Data lines:
-- -- --

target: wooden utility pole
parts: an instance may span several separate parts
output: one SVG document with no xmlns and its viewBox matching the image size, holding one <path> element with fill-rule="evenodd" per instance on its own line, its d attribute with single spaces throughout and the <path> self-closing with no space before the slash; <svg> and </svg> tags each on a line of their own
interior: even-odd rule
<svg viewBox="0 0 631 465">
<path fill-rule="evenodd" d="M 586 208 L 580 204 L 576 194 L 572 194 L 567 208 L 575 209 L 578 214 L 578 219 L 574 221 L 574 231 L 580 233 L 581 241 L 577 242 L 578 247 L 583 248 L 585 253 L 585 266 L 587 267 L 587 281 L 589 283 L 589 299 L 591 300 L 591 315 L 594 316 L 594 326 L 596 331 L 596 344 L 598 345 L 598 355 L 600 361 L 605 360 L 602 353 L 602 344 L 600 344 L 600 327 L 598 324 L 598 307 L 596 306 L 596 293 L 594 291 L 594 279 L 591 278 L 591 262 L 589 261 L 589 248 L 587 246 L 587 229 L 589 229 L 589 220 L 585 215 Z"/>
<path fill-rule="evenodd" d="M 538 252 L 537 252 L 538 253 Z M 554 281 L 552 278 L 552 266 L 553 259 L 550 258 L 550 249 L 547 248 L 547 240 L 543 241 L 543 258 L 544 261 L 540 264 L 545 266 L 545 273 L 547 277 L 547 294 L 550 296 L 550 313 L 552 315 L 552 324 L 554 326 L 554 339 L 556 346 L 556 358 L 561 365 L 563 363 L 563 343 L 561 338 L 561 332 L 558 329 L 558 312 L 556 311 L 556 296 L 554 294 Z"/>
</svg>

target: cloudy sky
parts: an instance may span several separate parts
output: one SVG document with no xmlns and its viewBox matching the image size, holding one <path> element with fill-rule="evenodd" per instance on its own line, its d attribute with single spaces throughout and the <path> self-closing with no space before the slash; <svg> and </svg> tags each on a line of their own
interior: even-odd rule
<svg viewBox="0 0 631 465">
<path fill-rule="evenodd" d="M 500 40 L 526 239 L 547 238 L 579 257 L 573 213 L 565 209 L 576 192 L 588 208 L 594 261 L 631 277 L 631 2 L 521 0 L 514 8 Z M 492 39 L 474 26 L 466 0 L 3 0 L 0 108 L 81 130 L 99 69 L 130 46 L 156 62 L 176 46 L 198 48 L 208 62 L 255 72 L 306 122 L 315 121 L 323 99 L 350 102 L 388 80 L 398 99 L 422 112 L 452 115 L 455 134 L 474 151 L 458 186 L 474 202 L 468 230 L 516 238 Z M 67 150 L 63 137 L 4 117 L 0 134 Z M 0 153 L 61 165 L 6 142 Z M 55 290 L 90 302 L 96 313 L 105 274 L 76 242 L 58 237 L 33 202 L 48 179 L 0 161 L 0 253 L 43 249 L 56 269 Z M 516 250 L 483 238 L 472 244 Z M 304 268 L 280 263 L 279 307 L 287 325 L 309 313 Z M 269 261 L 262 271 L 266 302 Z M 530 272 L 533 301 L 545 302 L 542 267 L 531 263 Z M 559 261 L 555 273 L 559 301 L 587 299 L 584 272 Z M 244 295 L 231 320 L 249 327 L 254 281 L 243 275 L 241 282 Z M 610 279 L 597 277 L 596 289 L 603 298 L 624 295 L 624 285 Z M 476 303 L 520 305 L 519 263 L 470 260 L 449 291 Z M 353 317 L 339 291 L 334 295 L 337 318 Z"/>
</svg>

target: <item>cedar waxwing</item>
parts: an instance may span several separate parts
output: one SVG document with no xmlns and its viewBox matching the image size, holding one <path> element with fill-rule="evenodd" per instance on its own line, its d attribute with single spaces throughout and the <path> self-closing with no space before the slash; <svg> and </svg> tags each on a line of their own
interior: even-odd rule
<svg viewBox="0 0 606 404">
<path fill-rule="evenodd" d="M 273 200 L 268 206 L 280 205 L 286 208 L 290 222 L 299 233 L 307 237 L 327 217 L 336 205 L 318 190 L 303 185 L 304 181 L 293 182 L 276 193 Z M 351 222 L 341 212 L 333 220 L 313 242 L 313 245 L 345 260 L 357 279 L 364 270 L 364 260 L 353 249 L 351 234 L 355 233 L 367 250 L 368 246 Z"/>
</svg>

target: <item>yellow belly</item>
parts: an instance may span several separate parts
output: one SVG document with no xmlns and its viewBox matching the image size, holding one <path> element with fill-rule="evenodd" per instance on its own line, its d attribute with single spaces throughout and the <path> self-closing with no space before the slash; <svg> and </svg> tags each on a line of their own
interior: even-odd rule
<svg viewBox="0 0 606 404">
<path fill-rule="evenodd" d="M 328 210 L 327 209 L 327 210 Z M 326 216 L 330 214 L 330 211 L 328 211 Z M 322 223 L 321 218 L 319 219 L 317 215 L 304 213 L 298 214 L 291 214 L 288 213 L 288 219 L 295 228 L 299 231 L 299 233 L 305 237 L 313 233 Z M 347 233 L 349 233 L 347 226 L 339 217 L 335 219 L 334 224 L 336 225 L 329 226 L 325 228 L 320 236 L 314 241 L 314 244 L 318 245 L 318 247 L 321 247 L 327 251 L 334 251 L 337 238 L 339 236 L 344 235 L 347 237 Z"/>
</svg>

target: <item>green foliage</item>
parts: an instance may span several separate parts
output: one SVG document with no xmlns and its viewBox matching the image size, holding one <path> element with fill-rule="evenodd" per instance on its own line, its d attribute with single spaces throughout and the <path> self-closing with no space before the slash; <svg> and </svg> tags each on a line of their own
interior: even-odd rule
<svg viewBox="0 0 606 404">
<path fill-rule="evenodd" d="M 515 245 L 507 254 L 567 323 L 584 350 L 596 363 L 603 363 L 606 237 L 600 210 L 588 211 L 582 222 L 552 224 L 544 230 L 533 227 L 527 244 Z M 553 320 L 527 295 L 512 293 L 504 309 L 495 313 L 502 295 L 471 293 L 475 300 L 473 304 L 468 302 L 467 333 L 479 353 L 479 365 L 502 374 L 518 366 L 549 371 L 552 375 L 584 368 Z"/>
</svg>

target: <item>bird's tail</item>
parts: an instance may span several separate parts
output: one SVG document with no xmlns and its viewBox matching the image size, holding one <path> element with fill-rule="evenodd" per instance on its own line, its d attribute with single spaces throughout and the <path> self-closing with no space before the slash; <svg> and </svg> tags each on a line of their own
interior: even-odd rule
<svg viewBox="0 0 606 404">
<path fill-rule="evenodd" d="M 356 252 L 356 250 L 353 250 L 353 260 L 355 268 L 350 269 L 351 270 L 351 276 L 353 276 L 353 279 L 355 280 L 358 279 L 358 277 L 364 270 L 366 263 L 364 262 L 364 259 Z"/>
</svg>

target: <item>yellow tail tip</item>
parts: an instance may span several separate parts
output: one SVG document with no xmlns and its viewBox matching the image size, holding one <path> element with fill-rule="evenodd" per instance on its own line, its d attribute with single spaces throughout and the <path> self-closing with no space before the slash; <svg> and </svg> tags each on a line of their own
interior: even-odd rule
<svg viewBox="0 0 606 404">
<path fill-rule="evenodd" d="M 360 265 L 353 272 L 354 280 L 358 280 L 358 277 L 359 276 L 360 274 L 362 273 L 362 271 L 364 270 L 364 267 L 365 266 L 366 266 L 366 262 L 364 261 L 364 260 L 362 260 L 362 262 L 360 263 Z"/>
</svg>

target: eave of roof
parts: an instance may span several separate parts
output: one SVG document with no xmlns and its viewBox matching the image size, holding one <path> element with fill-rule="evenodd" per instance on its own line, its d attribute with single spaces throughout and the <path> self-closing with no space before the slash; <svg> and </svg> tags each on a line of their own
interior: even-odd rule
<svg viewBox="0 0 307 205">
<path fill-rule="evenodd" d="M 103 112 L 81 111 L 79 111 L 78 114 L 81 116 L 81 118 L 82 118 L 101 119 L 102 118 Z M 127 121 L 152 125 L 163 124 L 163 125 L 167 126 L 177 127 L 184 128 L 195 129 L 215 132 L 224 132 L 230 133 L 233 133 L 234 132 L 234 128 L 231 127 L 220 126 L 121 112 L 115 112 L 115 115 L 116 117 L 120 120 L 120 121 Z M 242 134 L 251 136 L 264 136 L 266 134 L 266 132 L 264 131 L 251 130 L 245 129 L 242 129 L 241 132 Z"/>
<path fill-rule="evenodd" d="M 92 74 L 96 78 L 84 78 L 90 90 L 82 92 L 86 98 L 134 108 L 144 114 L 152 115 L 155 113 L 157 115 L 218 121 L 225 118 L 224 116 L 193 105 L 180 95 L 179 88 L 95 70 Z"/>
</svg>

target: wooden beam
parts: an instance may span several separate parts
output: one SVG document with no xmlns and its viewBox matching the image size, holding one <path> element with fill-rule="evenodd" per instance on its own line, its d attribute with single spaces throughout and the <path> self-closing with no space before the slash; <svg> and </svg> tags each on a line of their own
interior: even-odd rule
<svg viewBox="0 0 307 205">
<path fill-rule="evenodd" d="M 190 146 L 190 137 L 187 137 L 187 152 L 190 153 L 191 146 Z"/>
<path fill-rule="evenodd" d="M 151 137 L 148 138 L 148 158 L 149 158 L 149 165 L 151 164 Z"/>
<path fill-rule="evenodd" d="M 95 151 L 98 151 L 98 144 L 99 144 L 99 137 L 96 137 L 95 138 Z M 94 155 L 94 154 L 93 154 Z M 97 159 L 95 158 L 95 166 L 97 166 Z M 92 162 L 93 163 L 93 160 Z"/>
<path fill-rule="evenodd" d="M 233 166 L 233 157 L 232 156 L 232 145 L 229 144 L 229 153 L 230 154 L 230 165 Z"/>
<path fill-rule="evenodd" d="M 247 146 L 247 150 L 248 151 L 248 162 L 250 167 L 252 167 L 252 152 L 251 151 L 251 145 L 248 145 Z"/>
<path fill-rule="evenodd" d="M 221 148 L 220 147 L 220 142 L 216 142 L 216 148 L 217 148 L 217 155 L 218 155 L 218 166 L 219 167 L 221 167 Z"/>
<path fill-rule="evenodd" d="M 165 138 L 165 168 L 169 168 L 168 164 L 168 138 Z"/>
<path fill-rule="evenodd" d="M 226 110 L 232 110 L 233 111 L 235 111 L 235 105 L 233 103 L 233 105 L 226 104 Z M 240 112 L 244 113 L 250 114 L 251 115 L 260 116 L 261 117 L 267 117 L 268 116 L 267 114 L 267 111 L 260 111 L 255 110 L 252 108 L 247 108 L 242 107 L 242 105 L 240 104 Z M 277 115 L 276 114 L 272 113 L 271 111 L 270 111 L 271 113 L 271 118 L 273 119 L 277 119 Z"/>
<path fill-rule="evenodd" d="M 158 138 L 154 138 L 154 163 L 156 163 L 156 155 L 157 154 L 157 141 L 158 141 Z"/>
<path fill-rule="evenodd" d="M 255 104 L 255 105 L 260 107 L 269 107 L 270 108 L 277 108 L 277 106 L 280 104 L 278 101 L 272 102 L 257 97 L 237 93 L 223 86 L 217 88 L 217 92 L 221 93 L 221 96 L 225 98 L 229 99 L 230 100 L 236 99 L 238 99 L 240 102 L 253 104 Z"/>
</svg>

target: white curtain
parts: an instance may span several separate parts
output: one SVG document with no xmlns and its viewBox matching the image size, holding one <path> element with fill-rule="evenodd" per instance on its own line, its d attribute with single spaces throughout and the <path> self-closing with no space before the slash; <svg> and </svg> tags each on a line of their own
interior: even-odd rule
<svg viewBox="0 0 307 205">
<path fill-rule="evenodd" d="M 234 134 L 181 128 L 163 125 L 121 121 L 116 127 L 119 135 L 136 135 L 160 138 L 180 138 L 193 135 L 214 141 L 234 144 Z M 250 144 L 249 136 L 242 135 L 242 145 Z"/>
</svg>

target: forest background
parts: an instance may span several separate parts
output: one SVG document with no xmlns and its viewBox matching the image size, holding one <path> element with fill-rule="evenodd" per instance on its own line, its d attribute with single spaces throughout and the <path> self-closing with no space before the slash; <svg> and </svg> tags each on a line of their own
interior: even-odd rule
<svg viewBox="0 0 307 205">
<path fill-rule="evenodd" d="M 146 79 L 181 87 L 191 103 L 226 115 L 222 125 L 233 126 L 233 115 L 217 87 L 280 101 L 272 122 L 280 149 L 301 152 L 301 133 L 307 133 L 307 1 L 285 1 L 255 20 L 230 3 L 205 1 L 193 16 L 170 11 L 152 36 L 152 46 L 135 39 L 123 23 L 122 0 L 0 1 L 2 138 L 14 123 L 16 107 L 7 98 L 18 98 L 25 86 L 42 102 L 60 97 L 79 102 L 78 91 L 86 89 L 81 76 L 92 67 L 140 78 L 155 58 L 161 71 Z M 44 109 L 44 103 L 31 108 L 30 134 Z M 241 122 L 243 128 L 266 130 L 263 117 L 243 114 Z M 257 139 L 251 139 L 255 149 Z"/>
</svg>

-- -- --

Exercise prompt — Show every line from the entries above that contains the string "target".

Exercise output —
target: wooden utility pole
target: cloudy sky
target: <item>cedar waxwing</item>
target: <item>yellow belly</item>
target: <item>green foliage</item>
target: <item>bird's tail</item>
target: <item>yellow tail tip</item>
target: eave of roof
target: wooden beam
target: white curtain
target: forest background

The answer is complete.